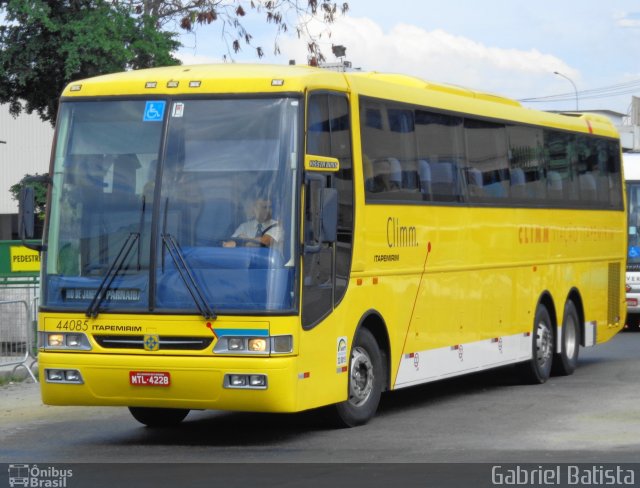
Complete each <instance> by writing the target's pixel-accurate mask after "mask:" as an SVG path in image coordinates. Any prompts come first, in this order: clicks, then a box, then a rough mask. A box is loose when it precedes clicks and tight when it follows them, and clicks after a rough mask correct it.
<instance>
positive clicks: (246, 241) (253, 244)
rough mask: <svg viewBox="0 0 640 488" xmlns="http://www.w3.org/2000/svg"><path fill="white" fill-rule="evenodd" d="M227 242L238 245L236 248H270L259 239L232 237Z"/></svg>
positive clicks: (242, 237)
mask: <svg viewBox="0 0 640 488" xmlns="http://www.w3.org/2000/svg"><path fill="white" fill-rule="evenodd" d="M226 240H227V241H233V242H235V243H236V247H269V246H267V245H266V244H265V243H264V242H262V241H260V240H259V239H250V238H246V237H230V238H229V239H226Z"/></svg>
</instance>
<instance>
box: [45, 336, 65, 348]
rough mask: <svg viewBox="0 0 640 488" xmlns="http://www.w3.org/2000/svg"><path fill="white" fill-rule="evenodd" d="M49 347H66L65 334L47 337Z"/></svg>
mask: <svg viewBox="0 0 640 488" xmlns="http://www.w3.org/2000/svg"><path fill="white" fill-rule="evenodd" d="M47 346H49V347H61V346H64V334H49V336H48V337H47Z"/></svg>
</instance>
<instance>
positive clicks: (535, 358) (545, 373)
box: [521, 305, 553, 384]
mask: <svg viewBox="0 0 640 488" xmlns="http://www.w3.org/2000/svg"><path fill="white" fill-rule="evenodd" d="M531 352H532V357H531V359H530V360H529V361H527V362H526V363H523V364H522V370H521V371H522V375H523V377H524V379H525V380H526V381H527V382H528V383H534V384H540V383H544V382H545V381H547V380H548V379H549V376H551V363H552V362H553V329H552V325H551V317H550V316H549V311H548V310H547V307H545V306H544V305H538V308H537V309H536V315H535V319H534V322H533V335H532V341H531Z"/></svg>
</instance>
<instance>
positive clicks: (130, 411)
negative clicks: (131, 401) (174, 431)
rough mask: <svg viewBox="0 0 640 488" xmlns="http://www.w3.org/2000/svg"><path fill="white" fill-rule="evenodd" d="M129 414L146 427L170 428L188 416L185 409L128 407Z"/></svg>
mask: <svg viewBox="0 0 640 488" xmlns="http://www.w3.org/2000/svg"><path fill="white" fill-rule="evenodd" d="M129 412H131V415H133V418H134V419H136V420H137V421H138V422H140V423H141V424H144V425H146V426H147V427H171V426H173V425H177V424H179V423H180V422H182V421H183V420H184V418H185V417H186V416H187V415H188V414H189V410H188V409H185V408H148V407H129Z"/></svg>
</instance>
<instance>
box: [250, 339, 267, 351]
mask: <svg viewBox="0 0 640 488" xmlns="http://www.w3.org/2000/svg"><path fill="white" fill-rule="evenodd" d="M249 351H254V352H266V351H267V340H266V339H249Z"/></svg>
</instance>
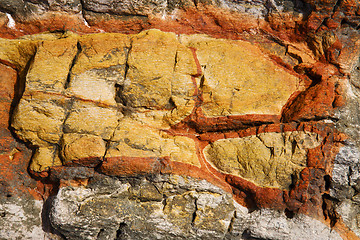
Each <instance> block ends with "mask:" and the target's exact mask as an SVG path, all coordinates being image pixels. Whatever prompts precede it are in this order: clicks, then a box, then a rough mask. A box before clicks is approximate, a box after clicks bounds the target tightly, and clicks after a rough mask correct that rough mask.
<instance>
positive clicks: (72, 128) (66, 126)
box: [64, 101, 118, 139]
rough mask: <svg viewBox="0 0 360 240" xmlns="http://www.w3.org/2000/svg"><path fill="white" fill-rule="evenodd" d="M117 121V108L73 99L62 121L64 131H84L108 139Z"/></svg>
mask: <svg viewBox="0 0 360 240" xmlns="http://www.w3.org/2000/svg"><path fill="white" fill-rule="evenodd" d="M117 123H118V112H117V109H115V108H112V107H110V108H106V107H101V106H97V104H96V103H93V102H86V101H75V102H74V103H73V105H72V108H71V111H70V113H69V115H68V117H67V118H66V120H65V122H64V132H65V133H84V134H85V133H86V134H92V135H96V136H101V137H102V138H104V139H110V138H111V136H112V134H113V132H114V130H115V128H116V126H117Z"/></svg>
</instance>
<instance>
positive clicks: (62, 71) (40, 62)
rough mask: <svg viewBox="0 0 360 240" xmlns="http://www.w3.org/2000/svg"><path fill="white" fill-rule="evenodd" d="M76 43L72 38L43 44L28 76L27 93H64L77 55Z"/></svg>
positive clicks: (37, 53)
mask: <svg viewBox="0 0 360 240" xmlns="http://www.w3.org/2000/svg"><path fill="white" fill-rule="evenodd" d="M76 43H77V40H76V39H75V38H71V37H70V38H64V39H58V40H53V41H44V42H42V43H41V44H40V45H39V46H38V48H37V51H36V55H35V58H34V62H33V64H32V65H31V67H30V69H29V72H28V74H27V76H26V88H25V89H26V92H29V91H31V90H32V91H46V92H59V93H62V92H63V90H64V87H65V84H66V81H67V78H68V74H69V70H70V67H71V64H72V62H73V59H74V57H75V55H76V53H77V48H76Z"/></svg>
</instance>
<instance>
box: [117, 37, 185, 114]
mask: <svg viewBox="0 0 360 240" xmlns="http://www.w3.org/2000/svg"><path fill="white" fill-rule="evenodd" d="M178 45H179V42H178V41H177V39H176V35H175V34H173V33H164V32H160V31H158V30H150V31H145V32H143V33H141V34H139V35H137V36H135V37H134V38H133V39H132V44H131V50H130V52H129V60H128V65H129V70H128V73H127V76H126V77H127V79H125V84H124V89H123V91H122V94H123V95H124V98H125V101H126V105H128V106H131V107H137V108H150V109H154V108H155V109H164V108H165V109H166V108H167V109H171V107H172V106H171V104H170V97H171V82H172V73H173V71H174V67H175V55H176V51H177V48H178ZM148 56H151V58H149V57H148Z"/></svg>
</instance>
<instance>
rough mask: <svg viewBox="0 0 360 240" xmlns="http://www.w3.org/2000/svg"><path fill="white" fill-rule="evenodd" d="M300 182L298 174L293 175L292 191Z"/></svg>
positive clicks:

########

Exercise prompt: Reproduce every entry above verbatim, omitting the pictures.

Result of this task:
Complete each <instance> by writing the target's pixel-accurate mask after "mask:" as an SVG path in image coordinates. Any prompts come first, in this order: clicks, then a box, then a rough mask. A box is loose when it precedes clicks and tight when it follows them, and clicks after a rough mask correct it.
<instance>
positive clicks: (246, 241) (253, 244)
rough mask: <svg viewBox="0 0 640 488" xmlns="http://www.w3.org/2000/svg"><path fill="white" fill-rule="evenodd" d="M227 242L238 245L236 248H270L259 239L232 237Z"/></svg>
positive clicks: (242, 237)
mask: <svg viewBox="0 0 640 488" xmlns="http://www.w3.org/2000/svg"><path fill="white" fill-rule="evenodd" d="M226 240H227V241H233V242H235V243H236V247H269V246H267V245H266V244H265V243H264V242H262V241H260V240H259V239H250V238H246V237H230V238H229V239H226Z"/></svg>
</instance>
<instance>
box: [45, 336, 65, 348]
rough mask: <svg viewBox="0 0 640 488" xmlns="http://www.w3.org/2000/svg"><path fill="white" fill-rule="evenodd" d="M49 347H66L65 334L47 337Z"/></svg>
mask: <svg viewBox="0 0 640 488" xmlns="http://www.w3.org/2000/svg"><path fill="white" fill-rule="evenodd" d="M47 346H49V347H61V346H64V334H49V336H48V337H47Z"/></svg>
</instance>
<instance>
positive clicks: (535, 358) (545, 373)
box: [521, 305, 553, 384]
mask: <svg viewBox="0 0 640 488" xmlns="http://www.w3.org/2000/svg"><path fill="white" fill-rule="evenodd" d="M531 352H532V357H531V359H530V360H529V361H527V362H526V363H523V364H522V370H521V371H522V375H523V377H524V379H525V380H526V381H527V382H528V383H534V384H540V383H544V382H545V381H547V380H548V379H549V376H551V363H552V362H553V329H552V325H551V317H550V316H549V311H548V310H547V307H545V306H544V305H538V308H537V309H536V315H535V319H534V322H533V335H532V341H531Z"/></svg>
</instance>
<instance>
positive clicks: (130, 411)
negative clicks: (131, 401) (174, 431)
rough mask: <svg viewBox="0 0 640 488" xmlns="http://www.w3.org/2000/svg"><path fill="white" fill-rule="evenodd" d="M129 414L146 427L170 428L188 416L185 409L128 407Z"/></svg>
mask: <svg viewBox="0 0 640 488" xmlns="http://www.w3.org/2000/svg"><path fill="white" fill-rule="evenodd" d="M129 412H131V415H133V418H134V419H136V420H137V421H138V422H140V423H141V424H144V425H146V426H147V427H171V426H173V425H177V424H179V423H180V422H182V421H183V420H184V418H185V417H186V416H187V415H188V414H189V410H188V409H185V408H148V407H129Z"/></svg>
</instance>
<instance>
box: [250, 339, 267, 351]
mask: <svg viewBox="0 0 640 488" xmlns="http://www.w3.org/2000/svg"><path fill="white" fill-rule="evenodd" d="M249 351H254V352H266V351H267V340H266V339H249Z"/></svg>
</instance>
Each <instance> block ends with "mask:" and the target's exact mask as an SVG path, all coordinates being image pixels. Whatever prompts precede it are in this order: clicks, then a box, then a rough mask. A box before clicks is approximate, a box after clicks bounds the target tightly, and clicks after a rough mask correct that rough mask.
<instance>
positive clicks: (72, 128) (66, 126)
box: [64, 101, 118, 139]
rough mask: <svg viewBox="0 0 360 240" xmlns="http://www.w3.org/2000/svg"><path fill="white" fill-rule="evenodd" d="M117 121V108L73 99L62 121L64 131H84L108 139Z"/></svg>
mask: <svg viewBox="0 0 360 240" xmlns="http://www.w3.org/2000/svg"><path fill="white" fill-rule="evenodd" d="M117 123H118V112H117V109H115V108H112V107H110V108H106V107H101V106H97V104H96V103H93V102H86V101H75V102H74V103H73V105H72V108H71V111H70V113H69V115H68V117H67V118H66V120H65V122H64V132H65V133H84V134H85V133H86V134H92V135H96V136H101V137H102V138H104V139H110V138H111V136H112V134H113V132H114V130H115V128H116V126H117Z"/></svg>
</instance>
<instance>
positive clicks: (62, 71) (40, 62)
rough mask: <svg viewBox="0 0 360 240" xmlns="http://www.w3.org/2000/svg"><path fill="white" fill-rule="evenodd" d="M76 43L72 38L43 44L28 76L27 93H64L77 55Z"/></svg>
positive clicks: (37, 53)
mask: <svg viewBox="0 0 360 240" xmlns="http://www.w3.org/2000/svg"><path fill="white" fill-rule="evenodd" d="M76 43H77V40H76V39H75V38H71V37H70V38H64V39H58V40H53V41H44V42H42V43H41V44H40V45H39V46H38V48H37V51H36V55H35V58H34V62H33V64H32V65H31V67H30V69H29V72H28V74H27V76H26V88H25V89H26V92H29V91H31V90H32V91H46V92H59V93H62V92H63V90H64V87H65V84H66V81H67V78H68V74H69V70H70V67H71V64H72V62H73V59H74V57H75V55H76V53H77V48H76Z"/></svg>
</instance>
<instance>
box: [117, 37, 185, 114]
mask: <svg viewBox="0 0 360 240" xmlns="http://www.w3.org/2000/svg"><path fill="white" fill-rule="evenodd" d="M178 45H179V42H178V41H177V39H176V35H175V34H173V33H164V32H160V31H158V30H150V31H145V32H143V33H141V34H139V35H137V36H135V37H134V38H133V39H132V44H131V50H130V52H129V60H128V65H129V70H128V73H127V76H126V77H127V79H125V84H124V89H123V91H122V94H123V95H124V98H125V101H126V105H128V106H131V107H137V108H150V109H154V108H155V109H164V108H165V109H166V108H167V109H171V107H172V106H171V104H170V97H171V82H172V73H173V71H174V67H175V55H176V51H177V48H178ZM148 56H151V58H149V57H148Z"/></svg>
</instance>
<instance>
rough mask: <svg viewBox="0 0 360 240" xmlns="http://www.w3.org/2000/svg"><path fill="white" fill-rule="evenodd" d="M300 182L298 174L293 175L292 191Z"/></svg>
positive clicks:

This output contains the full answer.